> **Your assignment**: Could you copy each line of the listing that holds "below"?

▼▼▼

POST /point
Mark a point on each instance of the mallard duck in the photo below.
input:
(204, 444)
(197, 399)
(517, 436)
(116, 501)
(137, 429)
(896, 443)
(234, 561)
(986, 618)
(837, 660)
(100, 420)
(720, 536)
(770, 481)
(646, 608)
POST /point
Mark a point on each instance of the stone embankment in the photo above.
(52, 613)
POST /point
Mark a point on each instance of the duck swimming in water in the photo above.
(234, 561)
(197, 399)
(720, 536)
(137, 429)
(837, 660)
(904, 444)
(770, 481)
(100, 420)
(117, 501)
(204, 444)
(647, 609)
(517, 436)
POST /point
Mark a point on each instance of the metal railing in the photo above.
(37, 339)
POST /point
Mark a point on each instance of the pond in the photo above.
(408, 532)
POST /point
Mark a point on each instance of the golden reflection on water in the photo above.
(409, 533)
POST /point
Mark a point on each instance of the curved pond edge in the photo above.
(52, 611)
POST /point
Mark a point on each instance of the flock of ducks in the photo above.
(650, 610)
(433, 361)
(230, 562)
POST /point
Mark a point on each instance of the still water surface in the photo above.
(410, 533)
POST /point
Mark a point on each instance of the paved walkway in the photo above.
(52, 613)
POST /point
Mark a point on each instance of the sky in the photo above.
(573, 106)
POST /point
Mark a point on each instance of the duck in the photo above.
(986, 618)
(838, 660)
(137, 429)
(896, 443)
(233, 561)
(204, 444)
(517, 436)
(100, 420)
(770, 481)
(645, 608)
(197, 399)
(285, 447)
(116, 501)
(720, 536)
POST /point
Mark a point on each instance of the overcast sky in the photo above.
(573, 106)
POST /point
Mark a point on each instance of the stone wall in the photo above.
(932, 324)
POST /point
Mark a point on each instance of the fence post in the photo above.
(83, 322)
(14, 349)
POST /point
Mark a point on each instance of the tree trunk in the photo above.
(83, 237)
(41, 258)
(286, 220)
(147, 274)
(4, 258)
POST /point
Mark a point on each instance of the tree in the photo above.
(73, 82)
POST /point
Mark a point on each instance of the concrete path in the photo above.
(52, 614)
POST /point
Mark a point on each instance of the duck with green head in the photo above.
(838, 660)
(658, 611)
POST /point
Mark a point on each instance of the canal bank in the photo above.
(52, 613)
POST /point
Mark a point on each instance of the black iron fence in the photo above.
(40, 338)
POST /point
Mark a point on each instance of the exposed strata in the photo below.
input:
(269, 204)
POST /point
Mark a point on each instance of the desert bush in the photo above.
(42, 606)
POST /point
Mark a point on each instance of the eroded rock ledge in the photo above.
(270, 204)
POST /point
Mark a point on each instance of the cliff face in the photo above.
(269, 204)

▲▲▲

> **Worked solution**:
Mark a point on each instance of the mallard duck in the photo below.
Mark a point on each instance of the exposed strata in the photo below.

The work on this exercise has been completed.